Items from a labeling collection:
········

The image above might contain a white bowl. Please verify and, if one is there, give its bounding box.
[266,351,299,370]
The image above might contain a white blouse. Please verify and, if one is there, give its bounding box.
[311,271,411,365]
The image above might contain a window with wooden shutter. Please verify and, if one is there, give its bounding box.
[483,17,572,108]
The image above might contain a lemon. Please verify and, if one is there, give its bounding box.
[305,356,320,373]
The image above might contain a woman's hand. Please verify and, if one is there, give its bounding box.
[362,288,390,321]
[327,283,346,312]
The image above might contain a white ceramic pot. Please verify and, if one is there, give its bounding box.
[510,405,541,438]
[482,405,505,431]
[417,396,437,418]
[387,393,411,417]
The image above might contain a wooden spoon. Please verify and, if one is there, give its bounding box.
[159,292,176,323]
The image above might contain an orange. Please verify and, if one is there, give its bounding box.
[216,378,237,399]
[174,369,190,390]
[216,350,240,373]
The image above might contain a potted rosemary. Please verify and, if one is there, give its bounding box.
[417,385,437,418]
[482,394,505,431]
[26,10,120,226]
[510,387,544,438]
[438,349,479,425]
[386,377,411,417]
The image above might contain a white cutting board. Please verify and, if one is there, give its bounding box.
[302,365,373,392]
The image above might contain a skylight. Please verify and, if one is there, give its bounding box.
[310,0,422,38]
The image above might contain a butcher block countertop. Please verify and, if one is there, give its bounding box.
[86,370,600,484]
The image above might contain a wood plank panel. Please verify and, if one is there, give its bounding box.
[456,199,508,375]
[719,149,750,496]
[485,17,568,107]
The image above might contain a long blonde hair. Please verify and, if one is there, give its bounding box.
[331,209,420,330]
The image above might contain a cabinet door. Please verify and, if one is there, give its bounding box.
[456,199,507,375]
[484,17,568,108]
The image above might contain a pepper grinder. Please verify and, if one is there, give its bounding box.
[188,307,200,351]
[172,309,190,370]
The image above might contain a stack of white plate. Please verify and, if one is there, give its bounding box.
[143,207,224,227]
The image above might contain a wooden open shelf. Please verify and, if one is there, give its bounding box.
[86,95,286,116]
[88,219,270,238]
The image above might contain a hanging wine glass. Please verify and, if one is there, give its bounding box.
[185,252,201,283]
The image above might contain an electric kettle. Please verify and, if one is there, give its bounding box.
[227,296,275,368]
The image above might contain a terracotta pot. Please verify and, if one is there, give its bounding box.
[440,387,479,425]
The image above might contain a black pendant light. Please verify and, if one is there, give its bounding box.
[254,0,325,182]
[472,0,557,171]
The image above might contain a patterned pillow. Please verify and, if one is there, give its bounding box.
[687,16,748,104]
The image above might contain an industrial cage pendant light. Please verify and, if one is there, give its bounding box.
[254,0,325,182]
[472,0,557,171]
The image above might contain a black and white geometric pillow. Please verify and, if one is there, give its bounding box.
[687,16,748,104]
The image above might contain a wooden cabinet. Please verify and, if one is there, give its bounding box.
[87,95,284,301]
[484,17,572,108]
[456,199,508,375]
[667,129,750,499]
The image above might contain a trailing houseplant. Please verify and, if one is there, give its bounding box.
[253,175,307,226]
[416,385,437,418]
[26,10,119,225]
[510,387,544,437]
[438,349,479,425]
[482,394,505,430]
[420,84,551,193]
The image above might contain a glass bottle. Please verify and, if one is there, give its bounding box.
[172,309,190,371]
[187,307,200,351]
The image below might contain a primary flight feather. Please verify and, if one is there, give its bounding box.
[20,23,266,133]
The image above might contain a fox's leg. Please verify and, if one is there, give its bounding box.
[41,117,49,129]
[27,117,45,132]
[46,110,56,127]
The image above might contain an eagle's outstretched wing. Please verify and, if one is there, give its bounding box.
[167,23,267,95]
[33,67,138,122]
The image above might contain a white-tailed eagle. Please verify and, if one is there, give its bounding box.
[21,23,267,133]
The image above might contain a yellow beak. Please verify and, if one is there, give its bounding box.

········

- _Exercise_: Reproduce every line of the data from the one containing "The image above might contain a white-tailed" through the end of the data, shifting each bounding-box coordinate up by 29 and leaving all other text unchanged.

- _Solution below_:
The image above might contain a white-tailed eagle. Please verify and, if one is there, give its bounding box.
[50,52,296,162]
The image above might contain a yellow beak. Please verify and, if one is there, give its bounding box.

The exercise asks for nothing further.